→ **Task inputs**
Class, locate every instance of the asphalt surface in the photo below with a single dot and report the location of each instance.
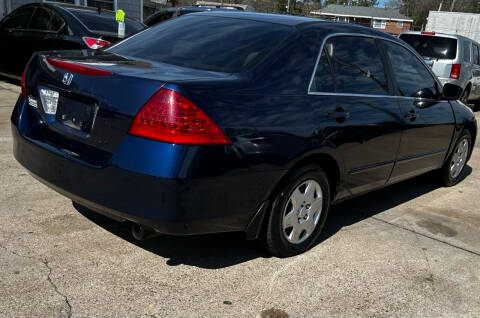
(410, 250)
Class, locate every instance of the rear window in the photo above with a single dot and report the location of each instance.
(105, 21)
(207, 43)
(435, 47)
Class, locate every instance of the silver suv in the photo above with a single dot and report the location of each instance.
(453, 58)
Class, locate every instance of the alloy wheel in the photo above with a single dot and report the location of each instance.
(302, 211)
(459, 158)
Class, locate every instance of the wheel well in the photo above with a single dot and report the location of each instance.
(473, 132)
(326, 162)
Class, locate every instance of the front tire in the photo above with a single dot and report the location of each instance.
(298, 213)
(454, 169)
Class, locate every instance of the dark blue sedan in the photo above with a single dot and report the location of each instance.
(220, 122)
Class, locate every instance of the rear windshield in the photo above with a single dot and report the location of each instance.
(206, 42)
(105, 21)
(435, 47)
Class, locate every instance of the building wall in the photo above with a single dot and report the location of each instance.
(392, 27)
(132, 8)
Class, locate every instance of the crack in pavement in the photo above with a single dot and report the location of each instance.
(49, 279)
(426, 236)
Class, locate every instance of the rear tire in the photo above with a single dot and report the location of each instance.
(298, 213)
(453, 170)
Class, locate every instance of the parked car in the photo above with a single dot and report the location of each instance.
(453, 58)
(219, 122)
(172, 12)
(45, 26)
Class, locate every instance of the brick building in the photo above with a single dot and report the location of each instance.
(136, 9)
(383, 19)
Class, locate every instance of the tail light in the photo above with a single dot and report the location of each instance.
(24, 85)
(95, 43)
(171, 117)
(77, 68)
(455, 72)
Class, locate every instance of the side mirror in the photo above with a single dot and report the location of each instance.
(451, 92)
(425, 93)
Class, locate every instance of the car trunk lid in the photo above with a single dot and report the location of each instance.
(93, 112)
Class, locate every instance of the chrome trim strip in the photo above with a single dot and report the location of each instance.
(309, 92)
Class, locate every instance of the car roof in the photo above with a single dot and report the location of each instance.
(453, 36)
(301, 21)
(72, 6)
(262, 17)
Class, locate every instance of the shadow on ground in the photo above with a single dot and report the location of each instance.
(228, 249)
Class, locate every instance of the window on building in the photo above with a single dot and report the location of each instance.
(379, 24)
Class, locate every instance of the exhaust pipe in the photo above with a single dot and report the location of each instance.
(141, 233)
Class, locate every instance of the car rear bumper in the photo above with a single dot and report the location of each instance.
(220, 198)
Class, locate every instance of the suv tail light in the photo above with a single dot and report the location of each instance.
(171, 117)
(455, 72)
(77, 68)
(95, 43)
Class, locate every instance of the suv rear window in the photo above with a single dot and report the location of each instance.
(435, 47)
(206, 42)
(105, 21)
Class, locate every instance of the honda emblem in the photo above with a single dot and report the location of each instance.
(67, 78)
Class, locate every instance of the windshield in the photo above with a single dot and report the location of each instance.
(435, 47)
(105, 22)
(206, 42)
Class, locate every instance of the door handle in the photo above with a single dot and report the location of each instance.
(412, 115)
(339, 115)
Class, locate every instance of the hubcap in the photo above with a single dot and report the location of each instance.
(459, 158)
(302, 211)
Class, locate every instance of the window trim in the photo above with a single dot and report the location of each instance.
(331, 35)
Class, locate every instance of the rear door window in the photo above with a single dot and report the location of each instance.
(357, 66)
(435, 47)
(466, 51)
(475, 55)
(323, 80)
(410, 74)
(20, 19)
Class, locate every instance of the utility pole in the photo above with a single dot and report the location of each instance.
(452, 6)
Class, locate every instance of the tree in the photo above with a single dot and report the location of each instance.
(363, 3)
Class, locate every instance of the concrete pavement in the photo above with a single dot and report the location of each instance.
(410, 250)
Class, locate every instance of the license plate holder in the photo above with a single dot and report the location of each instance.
(76, 114)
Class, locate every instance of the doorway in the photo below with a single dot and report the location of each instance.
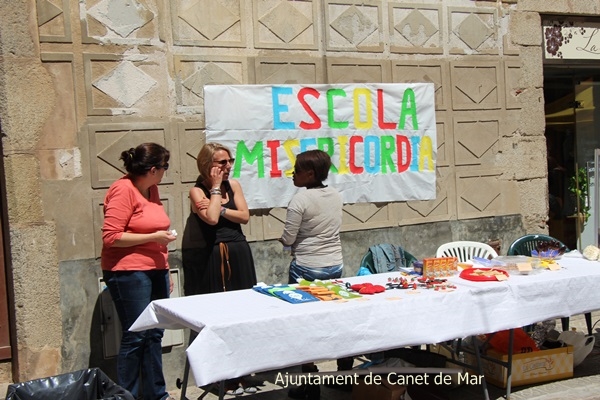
(572, 134)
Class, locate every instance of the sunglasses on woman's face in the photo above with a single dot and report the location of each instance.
(223, 163)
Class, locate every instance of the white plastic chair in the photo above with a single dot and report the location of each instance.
(465, 250)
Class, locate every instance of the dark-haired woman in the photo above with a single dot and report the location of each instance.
(312, 229)
(135, 235)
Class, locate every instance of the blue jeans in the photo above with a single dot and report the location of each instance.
(140, 352)
(310, 274)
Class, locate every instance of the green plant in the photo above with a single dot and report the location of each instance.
(579, 185)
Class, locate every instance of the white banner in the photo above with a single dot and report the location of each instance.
(381, 138)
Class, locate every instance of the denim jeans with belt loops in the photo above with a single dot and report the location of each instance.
(131, 292)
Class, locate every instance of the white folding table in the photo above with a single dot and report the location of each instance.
(243, 332)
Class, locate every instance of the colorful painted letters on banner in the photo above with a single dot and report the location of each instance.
(381, 138)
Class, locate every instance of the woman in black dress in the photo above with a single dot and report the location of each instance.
(216, 255)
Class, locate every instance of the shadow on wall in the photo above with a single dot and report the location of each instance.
(97, 358)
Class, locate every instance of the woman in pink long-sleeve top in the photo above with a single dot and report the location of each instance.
(134, 263)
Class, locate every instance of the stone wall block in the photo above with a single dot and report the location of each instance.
(532, 70)
(29, 104)
(23, 194)
(37, 298)
(526, 28)
(591, 7)
(39, 363)
(533, 118)
(18, 28)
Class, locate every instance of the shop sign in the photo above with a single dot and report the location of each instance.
(571, 40)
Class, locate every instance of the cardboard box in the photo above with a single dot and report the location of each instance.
(528, 368)
(363, 391)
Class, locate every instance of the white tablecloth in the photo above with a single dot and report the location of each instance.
(244, 331)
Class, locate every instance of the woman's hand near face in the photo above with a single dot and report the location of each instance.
(216, 177)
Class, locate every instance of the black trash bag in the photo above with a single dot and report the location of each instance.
(86, 384)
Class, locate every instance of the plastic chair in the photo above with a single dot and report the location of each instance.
(523, 246)
(465, 250)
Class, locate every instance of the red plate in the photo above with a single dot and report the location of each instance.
(473, 274)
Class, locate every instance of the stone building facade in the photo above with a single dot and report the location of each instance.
(80, 81)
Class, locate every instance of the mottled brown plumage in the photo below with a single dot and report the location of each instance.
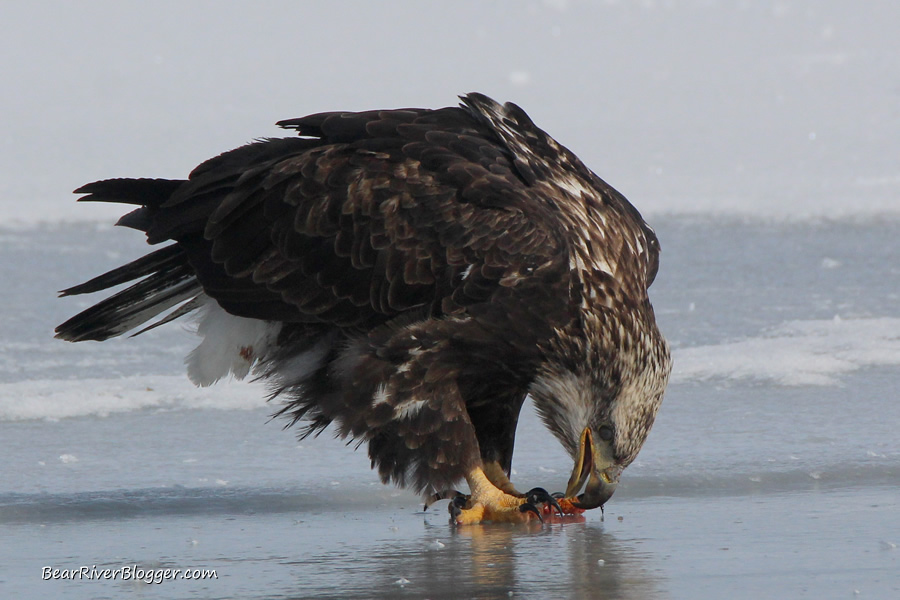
(410, 276)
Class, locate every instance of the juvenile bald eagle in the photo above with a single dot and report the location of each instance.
(409, 277)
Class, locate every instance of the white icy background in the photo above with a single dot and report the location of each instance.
(759, 138)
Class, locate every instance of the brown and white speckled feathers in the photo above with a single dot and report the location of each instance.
(413, 274)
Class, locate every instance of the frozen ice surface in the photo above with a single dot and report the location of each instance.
(772, 469)
(760, 139)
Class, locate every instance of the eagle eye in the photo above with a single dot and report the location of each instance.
(606, 433)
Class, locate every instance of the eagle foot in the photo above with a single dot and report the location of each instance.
(489, 503)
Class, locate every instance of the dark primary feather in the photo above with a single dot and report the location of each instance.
(436, 244)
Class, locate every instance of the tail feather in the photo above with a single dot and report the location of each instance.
(160, 260)
(140, 192)
(166, 279)
(133, 306)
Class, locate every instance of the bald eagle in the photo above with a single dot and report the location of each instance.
(408, 277)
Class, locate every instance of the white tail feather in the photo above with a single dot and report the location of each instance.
(231, 345)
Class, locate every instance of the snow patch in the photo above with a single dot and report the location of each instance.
(806, 352)
(63, 399)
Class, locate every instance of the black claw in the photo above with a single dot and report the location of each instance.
(442, 495)
(540, 496)
(460, 500)
(529, 507)
(454, 511)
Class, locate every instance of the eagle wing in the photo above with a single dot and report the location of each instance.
(367, 216)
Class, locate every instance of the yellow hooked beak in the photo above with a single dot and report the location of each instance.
(595, 466)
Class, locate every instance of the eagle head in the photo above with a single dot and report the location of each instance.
(599, 393)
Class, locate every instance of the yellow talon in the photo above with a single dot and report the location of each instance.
(489, 503)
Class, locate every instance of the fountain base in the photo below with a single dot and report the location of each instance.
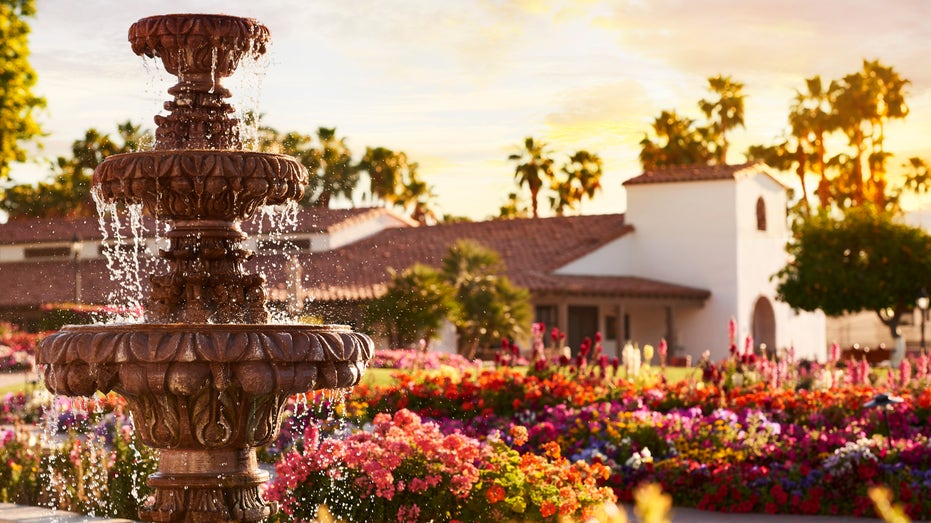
(207, 487)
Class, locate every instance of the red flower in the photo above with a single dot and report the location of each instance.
(494, 494)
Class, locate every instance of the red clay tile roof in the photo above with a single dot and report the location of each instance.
(314, 219)
(691, 173)
(627, 286)
(530, 248)
(33, 283)
(43, 230)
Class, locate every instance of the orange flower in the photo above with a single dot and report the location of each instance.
(494, 494)
(520, 434)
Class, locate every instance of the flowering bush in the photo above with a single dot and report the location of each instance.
(412, 359)
(17, 348)
(408, 471)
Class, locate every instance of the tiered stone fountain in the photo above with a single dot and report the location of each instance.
(205, 376)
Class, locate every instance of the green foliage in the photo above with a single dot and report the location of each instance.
(394, 180)
(490, 307)
(67, 193)
(857, 107)
(18, 104)
(581, 179)
(415, 305)
(726, 111)
(20, 475)
(333, 173)
(863, 261)
(681, 141)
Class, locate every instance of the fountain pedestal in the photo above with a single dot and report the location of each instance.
(205, 377)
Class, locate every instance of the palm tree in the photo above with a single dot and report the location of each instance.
(583, 179)
(490, 307)
(418, 197)
(685, 144)
(534, 166)
(727, 110)
(385, 169)
(333, 163)
(811, 121)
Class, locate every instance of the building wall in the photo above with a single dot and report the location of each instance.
(704, 234)
(684, 233)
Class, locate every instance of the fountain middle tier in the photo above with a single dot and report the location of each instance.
(191, 184)
(204, 386)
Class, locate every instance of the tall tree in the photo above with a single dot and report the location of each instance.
(67, 193)
(385, 169)
(726, 111)
(679, 142)
(333, 164)
(18, 104)
(417, 197)
(582, 179)
(414, 306)
(863, 102)
(811, 120)
(864, 260)
(513, 208)
(534, 167)
(490, 307)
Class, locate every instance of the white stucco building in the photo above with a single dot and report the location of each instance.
(721, 228)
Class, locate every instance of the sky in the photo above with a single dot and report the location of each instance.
(458, 84)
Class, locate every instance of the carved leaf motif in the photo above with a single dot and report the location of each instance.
(209, 419)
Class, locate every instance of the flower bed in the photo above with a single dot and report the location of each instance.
(559, 439)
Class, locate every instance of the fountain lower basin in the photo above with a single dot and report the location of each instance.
(207, 395)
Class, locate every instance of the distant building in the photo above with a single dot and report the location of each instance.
(696, 247)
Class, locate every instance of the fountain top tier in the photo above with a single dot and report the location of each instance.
(200, 50)
(198, 177)
(206, 377)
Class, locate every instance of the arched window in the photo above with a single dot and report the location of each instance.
(760, 214)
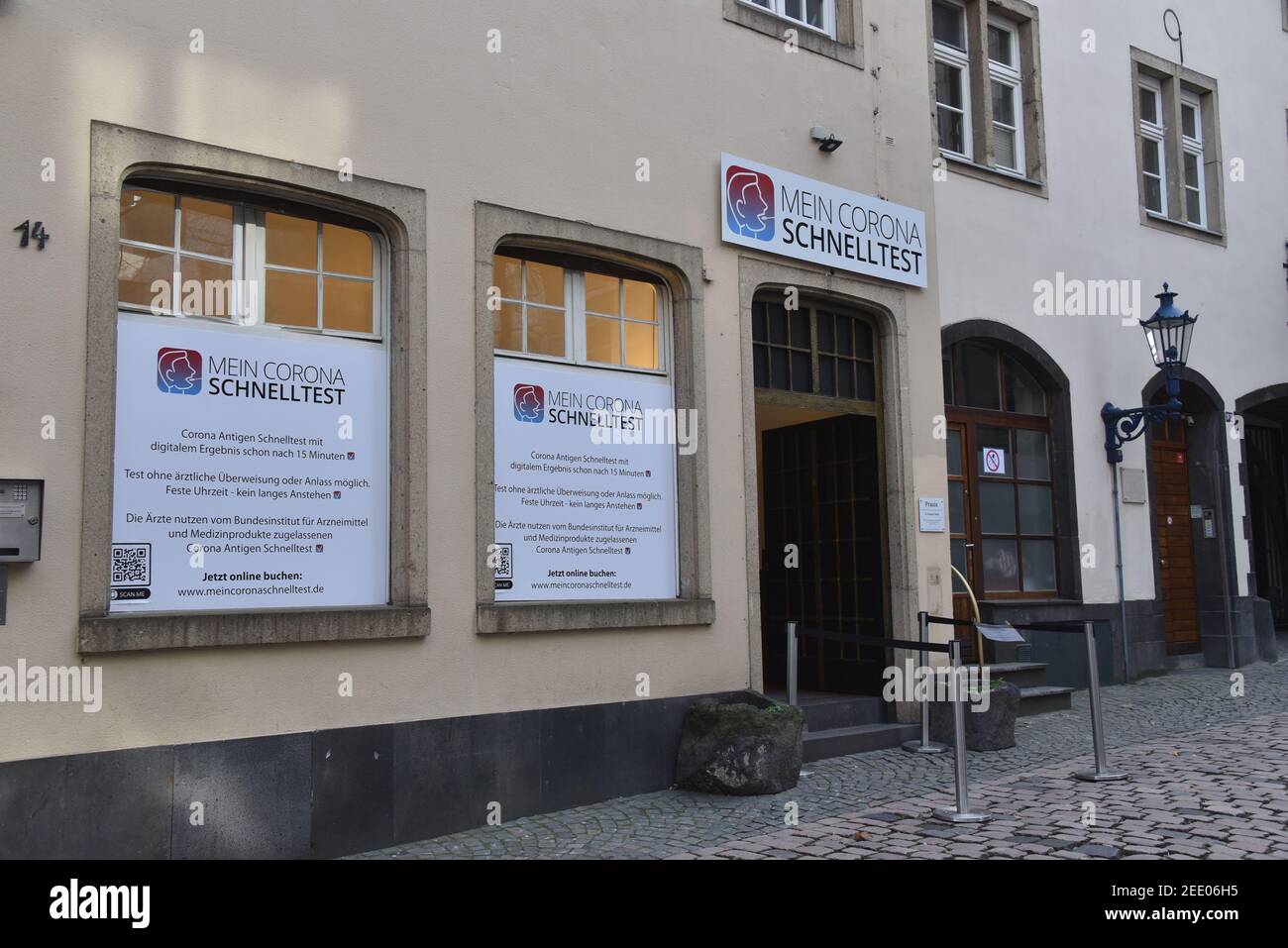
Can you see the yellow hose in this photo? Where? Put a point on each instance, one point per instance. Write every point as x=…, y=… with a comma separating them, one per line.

→ **The problem**
Nothing but the lines from the line with "Class, locate every instance of the flower bed" through the end of the listing should appear in the answer, each duplicated exactly, without pictures.

→ **Reply**
Class, locate every instance of the flower bed in the photo above with a single dot and report the location of each instance.
(559, 439)
Class, locate every instance of the fountain lower basin in the photo above with a single dot and report the location of each instance.
(207, 395)
Class, locate every instance of the distant building in the photo above with a single dot and report the location of each instance.
(696, 247)
Class, locate every instance of the fountain top tier in the photo above with a single dot and report the location of each instance.
(200, 50)
(198, 177)
(206, 377)
Class, locate every instance of the arched window in the photo above with a single dot and report the location of each instance.
(760, 214)
Can you see the yellow hose in this photo? Where? Put a point on each instance, one point per instance. Write every point as x=…, y=… with a comma separating them, one per line.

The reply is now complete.